§ **TO DO**
Copy out every row below, substituting "most central point" for "innermost point" each time it occurs and leaving everything else untouched.

§ **LISTING**
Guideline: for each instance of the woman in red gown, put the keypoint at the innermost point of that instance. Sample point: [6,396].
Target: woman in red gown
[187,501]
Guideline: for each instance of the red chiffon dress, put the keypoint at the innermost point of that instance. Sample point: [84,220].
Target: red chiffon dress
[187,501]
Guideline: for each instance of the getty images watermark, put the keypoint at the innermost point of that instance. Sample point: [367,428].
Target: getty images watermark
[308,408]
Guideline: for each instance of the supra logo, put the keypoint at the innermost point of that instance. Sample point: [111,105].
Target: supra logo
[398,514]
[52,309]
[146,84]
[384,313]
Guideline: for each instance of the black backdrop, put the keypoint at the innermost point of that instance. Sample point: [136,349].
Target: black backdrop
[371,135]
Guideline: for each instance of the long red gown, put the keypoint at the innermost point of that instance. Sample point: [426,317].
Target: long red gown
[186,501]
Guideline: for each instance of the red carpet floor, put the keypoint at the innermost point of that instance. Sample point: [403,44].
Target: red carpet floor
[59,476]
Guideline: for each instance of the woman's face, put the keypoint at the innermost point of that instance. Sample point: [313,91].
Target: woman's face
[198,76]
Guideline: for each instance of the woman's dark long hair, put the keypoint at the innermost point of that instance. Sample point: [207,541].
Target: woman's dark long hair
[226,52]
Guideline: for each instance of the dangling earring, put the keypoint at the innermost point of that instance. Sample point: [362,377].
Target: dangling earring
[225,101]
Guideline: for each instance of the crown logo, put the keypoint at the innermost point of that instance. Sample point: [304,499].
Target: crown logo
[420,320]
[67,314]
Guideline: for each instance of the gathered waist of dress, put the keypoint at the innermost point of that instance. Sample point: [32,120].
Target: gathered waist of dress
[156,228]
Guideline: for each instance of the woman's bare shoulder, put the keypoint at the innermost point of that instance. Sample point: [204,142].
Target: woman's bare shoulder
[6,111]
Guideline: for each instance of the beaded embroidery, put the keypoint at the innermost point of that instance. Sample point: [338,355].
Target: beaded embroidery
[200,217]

§ **REPLY**
Guideline: for each instance of the woman in red gown, put the keypoint at the most central point of that instance. Sample point: [6,396].
Target: woman in red gown
[187,501]
Guideline: for each instance of the red chiffon dress, put the keypoint at the most central point of that instance. Sample point: [84,220].
Target: red chiffon dress
[187,501]
Guideline: for each instance of the getty images watermark, put the keypoint at the most central point of that instance. Sample point: [367,428].
Target: getty images watermark
[308,408]
Guideline: for each instance of the supra logo, put the keypoint at the most central point of that instance. Sample point: [111,105].
Target: supra logo
[398,514]
[52,309]
[146,84]
[384,313]
Guideline: for each instance of the black backdrop, put the keypoint at the most central point of that instance. Sample point: [136,349].
Target: black backdrop
[371,135]
Guideline: for each instance of the long red gown, put the keypoint at the most central point of that instance. Sample point: [426,317].
Target: long red gown
[186,501]
Guideline: for each instance of the red carpet floor, put the keypoint at the most central point of that instance. Sample point: [403,44].
Target: red carpet floor
[59,476]
Guideline: for each instance of the woman's face, put the keypoint at the most central point of that instance. Sample point: [313,91].
Target: woman's face
[198,76]
Guideline: for each instance of the woman's dark long hair, put the keypoint at the most central point of that instance. Sample point: [207,541].
Target: woman's dark long hair
[226,52]
Guideline: for each instance of the dangling earring, put the keypoint at the most central point of that instance. Sample point: [362,377].
Target: dangling earring
[225,101]
Guideline: for each instance of the crown logo, put the keypoint at the most central point of that instance. Sample point: [304,499].
Target: crown logo
[420,320]
[67,314]
Guideline: for each instance of the gathered waist of dress, put the keypoint at the most central point of that instance. Sample point: [32,120].
Target: gathered waist of dress
[156,228]
Guideline: for each instance of the woman's bare shoulder, put the keypoint at the most central point of that instance. Sample point: [204,142].
Target: woman's bare shoulder
[6,111]
Guideline: for each instance of the beaded embroidery, put the keypoint at the most central point of that instance. Sample point: [338,355].
Target: beaded embroidery
[200,217]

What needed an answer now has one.